## WHAT THIS TASK INVOLVES
Reproduce every one of the following records line for line, changing no character.

## PROVIDED RECORDS
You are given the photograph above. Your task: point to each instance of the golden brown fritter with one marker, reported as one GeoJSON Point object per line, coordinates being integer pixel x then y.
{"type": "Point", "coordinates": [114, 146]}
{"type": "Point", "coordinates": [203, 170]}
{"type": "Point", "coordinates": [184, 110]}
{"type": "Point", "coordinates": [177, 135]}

## RESPONSE
You are given the photograph above. Your task: point to each instance of the golden brown fritter with one marker, reported as one GeoJSON Point object per line, coordinates being integer pixel x then y.
{"type": "Point", "coordinates": [114, 146]}
{"type": "Point", "coordinates": [203, 170]}
{"type": "Point", "coordinates": [184, 110]}
{"type": "Point", "coordinates": [177, 135]}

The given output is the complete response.